DESCRIPTION OF THE TASK: Using the entries that follow, give only the number of lines with the word "instance" in them.

>>>>>

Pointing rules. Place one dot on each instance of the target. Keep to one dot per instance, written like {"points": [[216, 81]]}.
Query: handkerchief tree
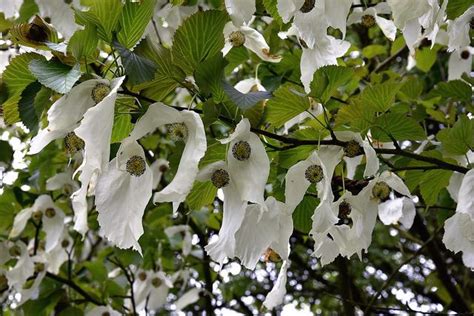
{"points": [[252, 156]]}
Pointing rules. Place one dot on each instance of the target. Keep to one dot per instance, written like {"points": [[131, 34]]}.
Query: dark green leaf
{"points": [[138, 69]]}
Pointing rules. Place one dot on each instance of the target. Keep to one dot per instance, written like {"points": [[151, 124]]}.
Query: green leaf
{"points": [[201, 194], [303, 213], [454, 89], [26, 106], [104, 14], [198, 38], [6, 152], [374, 50], [208, 76], [411, 89], [167, 76], [426, 57], [356, 115], [456, 8], [271, 7], [459, 139], [17, 77], [379, 97], [55, 75], [244, 101], [138, 69], [328, 79], [83, 43], [399, 126], [432, 182], [288, 101], [121, 128], [133, 21]]}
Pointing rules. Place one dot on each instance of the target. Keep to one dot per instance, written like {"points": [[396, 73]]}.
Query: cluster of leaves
{"points": [[369, 92]]}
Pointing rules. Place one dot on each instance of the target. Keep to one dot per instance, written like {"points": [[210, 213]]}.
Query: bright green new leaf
{"points": [[459, 139], [398, 126], [55, 75], [379, 97], [287, 102], [133, 21], [432, 182], [199, 37], [328, 79]]}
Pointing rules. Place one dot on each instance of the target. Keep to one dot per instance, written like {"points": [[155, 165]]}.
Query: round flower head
{"points": [[369, 17], [233, 211], [190, 129], [51, 216], [354, 148], [244, 35], [95, 130], [248, 163], [65, 113], [317, 169], [122, 193], [263, 228], [152, 291], [312, 18], [240, 11]]}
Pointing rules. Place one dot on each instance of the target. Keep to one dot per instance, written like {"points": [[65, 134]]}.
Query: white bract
{"points": [[250, 38], [238, 32], [190, 129], [248, 162], [372, 162], [233, 210], [122, 193], [387, 26]]}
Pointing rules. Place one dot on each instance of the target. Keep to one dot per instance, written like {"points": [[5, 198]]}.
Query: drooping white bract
{"points": [[262, 229], [387, 26], [393, 210], [52, 220], [122, 193], [250, 38], [459, 29], [190, 297], [95, 130], [233, 212], [355, 238], [325, 51], [62, 181], [24, 267], [277, 294], [158, 167], [151, 287], [311, 23], [240, 11], [372, 162], [159, 115], [166, 20], [186, 243], [250, 175], [407, 15]]}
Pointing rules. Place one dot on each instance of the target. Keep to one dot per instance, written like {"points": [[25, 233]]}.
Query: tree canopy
{"points": [[238, 156]]}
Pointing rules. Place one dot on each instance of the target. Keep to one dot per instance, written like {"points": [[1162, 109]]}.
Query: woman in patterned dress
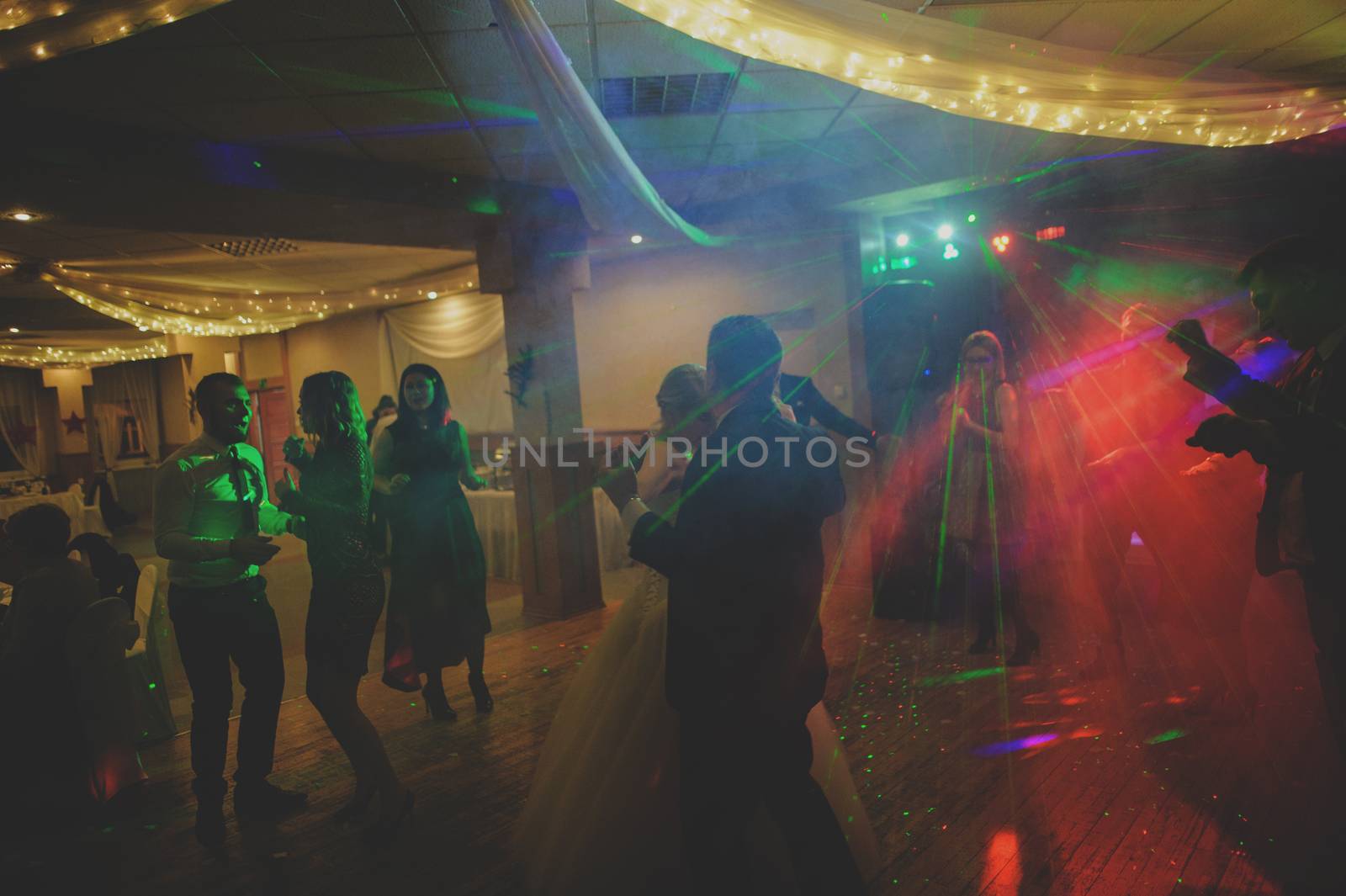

<<<<<

COMPLETED TASK: 10